**What is needed:** Reproduce the passage about Wilson Fisk below word for word, from "This is Part" to "before they met.".

**Text segment:**
======
This is Part II of my series about Daredevil season three. For Part I, click here
Of all the characters in Daredevil, the fears and motivations that drive Wilson Fisk are the hardest to pin down. In season one he thought he was doing what he had to for the greater good, that he was The Good Samaritan trying to make his city a better place. But when that view came crashing down, and Fisk accepted the reality of what he was, he didn’t turn from it, he embraced it. As his quest to regain power continued, his motivations felt unclear. According to Erik Oleson, the show runner for season three, Fisk is driven by the fear that he’s unworthy of Vanessa. After being imprisoned, he feels the needs to vindicate himself in her eyes and show that he’s powerful enough to deserve her love. But that only feels half right, because he was on this dark path before they met.
======
**Material:**

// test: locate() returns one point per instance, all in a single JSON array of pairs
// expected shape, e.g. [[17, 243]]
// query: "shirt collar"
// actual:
======
**Exercise answer:**
This is Part II of my series about Daredevil season three. For Part I, click here
Of all the characters in Daredevil, the fears and motivations that drive Wilson Fisk are the hardest to pin down. In season one he thought he was doing what he had to for the greater good, that he was The Good Samaritan trying to make his city a better place. But when that view came crashing down, and Fisk accepted the reality of what he was, he didn’t turn from it, he embraced it. As his quest to regain power continued, his motivations felt unclear. According to Erik Oleson, the show runner for season three, Fisk is driven by the fear that he’s unworthy of Vanessa. After being imprisoned, he feels the needs to vindicate himself in her eyes and show that he’s powerful enough to deserve her love. But that only feels half right, because he was on this dark path before they met.